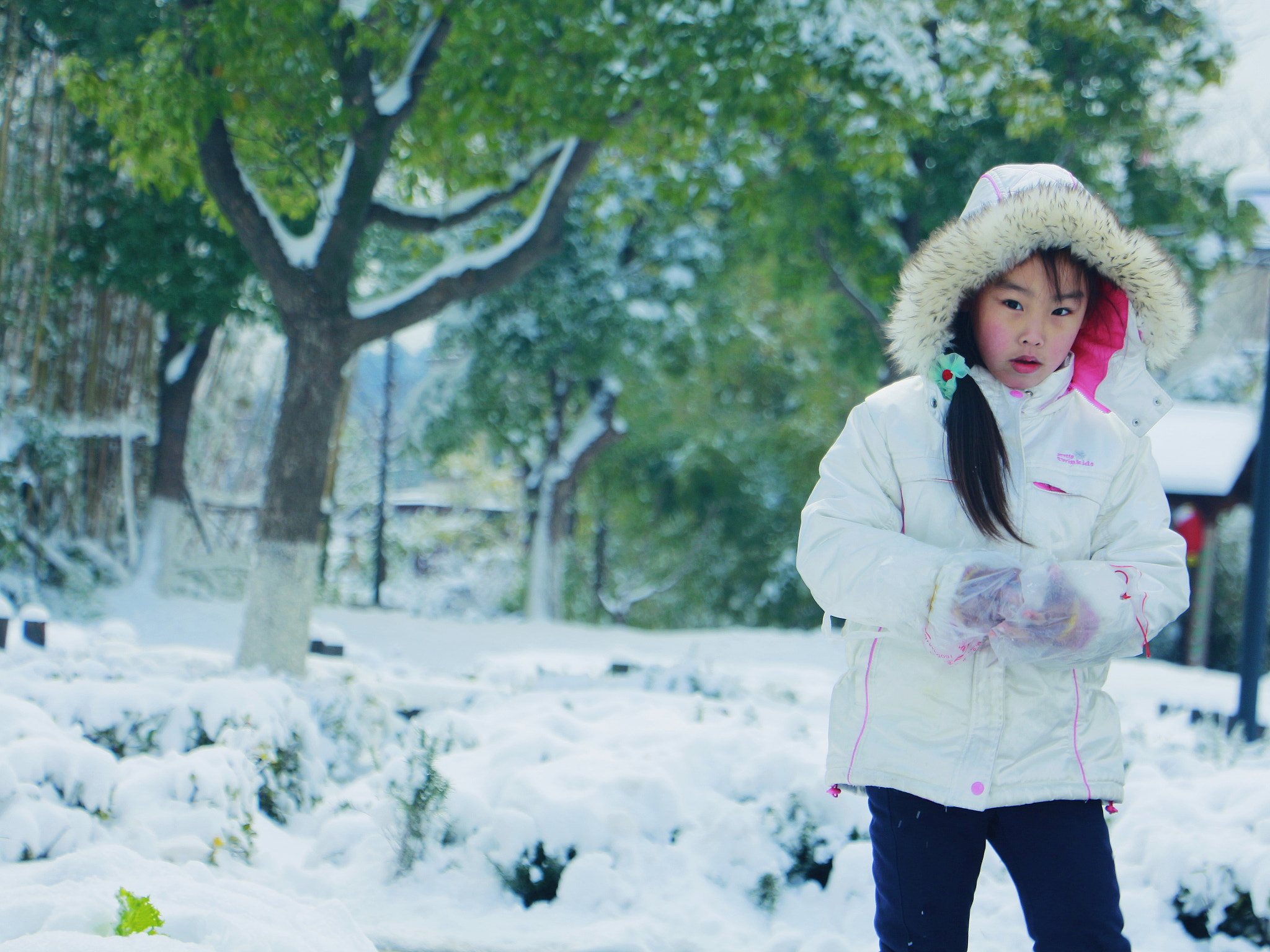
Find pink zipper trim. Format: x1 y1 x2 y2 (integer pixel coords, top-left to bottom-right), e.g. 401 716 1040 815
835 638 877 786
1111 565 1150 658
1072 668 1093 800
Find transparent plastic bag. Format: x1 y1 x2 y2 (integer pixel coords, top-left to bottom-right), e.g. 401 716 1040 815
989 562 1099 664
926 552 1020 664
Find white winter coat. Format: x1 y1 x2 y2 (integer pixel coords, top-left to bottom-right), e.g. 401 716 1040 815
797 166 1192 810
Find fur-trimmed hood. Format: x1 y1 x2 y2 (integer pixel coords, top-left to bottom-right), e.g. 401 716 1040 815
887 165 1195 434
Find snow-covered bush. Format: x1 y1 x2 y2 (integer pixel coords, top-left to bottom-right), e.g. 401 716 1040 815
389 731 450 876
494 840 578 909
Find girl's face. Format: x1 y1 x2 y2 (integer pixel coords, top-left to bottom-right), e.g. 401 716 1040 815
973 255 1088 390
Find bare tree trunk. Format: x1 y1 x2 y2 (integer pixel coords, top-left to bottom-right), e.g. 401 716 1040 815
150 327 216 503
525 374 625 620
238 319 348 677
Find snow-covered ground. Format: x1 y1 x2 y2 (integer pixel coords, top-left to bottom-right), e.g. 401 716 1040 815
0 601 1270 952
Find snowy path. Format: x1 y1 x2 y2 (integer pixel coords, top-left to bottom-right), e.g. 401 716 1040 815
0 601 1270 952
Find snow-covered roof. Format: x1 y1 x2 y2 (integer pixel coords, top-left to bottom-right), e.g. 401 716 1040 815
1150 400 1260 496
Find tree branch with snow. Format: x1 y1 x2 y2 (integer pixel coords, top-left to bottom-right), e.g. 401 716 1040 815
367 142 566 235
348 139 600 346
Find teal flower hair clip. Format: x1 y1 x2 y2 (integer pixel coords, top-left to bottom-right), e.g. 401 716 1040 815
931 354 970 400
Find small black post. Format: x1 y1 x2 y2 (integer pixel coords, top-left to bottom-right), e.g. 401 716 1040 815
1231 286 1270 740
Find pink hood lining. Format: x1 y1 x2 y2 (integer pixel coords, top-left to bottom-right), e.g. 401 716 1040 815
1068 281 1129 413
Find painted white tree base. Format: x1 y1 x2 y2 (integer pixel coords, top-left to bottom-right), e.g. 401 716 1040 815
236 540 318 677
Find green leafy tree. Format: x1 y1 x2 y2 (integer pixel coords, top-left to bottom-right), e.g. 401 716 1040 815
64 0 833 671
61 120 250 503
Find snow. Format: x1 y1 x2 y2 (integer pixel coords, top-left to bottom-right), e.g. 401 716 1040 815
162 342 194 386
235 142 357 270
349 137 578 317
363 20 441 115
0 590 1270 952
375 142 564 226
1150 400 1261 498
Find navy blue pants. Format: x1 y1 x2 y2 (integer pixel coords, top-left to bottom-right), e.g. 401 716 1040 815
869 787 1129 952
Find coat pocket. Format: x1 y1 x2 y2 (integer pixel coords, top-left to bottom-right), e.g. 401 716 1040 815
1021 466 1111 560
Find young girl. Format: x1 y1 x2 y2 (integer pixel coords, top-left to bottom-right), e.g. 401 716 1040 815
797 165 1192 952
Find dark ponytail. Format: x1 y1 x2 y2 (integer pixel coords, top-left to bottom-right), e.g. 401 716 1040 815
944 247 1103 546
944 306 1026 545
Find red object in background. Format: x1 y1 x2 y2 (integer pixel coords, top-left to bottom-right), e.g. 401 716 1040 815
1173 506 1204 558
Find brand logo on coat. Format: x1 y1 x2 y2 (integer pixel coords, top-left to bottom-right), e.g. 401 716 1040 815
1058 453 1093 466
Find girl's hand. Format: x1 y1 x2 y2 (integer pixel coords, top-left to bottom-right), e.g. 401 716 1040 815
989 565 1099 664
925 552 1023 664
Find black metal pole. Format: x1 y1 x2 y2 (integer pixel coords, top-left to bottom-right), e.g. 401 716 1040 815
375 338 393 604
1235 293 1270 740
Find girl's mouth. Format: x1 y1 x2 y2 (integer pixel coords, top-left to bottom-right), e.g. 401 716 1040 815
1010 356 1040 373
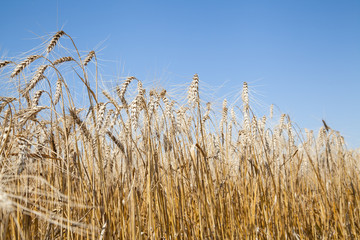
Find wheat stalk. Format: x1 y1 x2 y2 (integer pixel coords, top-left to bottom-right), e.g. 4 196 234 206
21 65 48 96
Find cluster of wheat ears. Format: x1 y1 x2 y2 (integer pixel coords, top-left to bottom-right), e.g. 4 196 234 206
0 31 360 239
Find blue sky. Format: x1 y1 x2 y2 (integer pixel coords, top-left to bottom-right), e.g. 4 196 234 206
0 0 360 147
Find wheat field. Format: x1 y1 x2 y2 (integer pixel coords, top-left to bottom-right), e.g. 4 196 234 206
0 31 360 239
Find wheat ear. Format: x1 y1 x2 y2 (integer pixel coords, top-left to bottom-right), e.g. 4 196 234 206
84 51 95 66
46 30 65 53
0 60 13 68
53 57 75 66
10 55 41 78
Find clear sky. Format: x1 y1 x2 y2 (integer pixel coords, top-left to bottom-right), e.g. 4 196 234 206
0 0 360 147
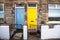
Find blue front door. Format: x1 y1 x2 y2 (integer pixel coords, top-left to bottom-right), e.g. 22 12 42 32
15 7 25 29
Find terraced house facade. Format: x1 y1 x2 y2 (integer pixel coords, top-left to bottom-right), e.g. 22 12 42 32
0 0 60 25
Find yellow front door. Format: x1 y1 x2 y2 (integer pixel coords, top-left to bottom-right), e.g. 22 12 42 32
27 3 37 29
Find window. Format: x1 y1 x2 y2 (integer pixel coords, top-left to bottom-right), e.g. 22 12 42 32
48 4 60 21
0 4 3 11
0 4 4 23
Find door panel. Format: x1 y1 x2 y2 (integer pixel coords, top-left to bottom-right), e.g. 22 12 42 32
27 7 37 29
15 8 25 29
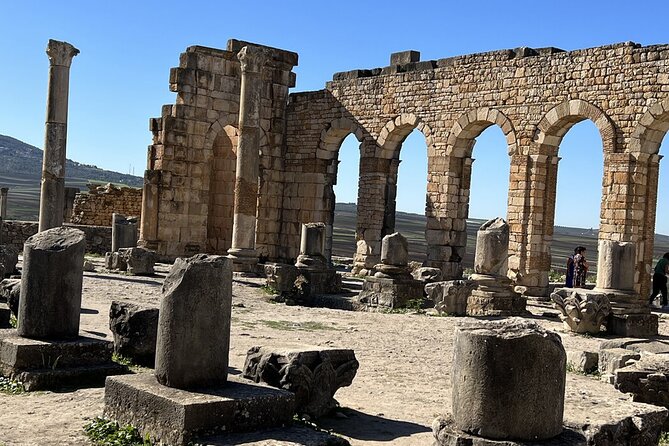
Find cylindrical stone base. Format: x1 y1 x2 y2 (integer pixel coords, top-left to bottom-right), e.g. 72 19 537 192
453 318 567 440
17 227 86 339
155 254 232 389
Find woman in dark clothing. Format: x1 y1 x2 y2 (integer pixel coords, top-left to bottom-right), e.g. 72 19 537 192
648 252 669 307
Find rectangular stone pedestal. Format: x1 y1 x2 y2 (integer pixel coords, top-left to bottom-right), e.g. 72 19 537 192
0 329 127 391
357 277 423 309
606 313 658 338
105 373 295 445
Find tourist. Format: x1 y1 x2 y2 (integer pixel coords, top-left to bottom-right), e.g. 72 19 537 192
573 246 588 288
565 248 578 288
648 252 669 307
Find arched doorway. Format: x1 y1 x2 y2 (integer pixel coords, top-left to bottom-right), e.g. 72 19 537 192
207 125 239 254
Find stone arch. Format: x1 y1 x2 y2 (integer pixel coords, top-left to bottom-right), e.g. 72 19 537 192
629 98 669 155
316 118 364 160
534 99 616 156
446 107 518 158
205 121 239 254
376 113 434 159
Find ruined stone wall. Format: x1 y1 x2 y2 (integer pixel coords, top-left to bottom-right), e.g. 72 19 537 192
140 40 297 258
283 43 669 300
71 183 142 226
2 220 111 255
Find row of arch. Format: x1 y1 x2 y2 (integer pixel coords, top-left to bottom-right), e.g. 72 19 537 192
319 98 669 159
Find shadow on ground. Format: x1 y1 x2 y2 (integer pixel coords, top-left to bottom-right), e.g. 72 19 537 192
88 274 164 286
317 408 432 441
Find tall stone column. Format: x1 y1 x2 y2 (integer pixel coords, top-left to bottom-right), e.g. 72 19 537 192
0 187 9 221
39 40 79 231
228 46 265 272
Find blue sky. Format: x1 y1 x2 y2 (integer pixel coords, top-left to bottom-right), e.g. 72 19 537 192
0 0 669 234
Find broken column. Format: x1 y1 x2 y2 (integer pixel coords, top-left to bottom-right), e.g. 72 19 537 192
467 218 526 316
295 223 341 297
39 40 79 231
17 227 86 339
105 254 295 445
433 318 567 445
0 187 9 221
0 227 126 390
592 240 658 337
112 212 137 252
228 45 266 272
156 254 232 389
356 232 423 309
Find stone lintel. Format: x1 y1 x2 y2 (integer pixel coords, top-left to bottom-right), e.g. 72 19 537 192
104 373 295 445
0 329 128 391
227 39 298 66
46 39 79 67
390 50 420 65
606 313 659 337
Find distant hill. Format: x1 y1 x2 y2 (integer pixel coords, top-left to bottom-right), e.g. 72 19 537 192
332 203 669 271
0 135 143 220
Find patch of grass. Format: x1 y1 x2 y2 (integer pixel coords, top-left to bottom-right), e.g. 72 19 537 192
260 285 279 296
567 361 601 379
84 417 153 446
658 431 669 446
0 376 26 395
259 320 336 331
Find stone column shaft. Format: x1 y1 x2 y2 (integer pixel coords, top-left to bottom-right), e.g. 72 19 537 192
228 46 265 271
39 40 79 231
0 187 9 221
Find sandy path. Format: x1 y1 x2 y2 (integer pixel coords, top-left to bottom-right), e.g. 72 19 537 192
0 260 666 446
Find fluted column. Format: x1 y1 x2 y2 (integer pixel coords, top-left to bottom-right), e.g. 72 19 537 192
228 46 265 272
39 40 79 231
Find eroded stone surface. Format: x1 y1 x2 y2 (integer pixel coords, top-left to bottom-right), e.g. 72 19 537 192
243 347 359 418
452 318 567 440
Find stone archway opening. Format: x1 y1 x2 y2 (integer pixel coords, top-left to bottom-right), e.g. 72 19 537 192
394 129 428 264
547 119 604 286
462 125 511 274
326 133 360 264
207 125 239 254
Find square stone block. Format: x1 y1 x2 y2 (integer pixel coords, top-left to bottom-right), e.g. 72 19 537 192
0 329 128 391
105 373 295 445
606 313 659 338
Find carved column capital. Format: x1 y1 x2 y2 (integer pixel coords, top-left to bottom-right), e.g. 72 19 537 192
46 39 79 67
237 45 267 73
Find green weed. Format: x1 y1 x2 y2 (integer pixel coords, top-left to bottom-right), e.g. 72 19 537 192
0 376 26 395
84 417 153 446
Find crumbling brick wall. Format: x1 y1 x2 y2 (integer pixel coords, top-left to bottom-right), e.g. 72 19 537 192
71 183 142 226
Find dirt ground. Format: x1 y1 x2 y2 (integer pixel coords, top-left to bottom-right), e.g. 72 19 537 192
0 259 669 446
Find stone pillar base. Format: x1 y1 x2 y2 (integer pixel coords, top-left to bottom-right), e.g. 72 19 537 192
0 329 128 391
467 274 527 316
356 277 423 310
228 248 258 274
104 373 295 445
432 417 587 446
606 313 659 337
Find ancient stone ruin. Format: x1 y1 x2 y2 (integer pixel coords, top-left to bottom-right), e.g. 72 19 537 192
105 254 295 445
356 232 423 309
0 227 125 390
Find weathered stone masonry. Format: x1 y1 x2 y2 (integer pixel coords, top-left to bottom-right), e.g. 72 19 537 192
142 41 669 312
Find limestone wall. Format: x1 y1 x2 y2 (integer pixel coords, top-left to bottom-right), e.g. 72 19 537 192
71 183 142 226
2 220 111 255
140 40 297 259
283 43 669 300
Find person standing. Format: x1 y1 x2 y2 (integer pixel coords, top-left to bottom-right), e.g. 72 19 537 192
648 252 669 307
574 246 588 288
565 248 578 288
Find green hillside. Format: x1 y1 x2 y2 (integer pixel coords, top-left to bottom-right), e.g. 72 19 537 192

================================

Repeat the lines of the data starting with the line containing "Find tall stone" and going on through the line containing "0 0 669 234", with "blue sky" changed to "clear sky" and everything else left unchanged.

# Output
Find tall stone column. Format: x1 y1 x2 y2 (integer pixel coords, top-left to bottom-right), e.g. 72 19 537 192
0 187 9 221
39 40 79 231
228 46 265 272
Find clear sky. Format: x1 y1 x2 y2 (integer pixel coords, top-left to bottom-right), e.g. 72 19 537 192
0 0 669 234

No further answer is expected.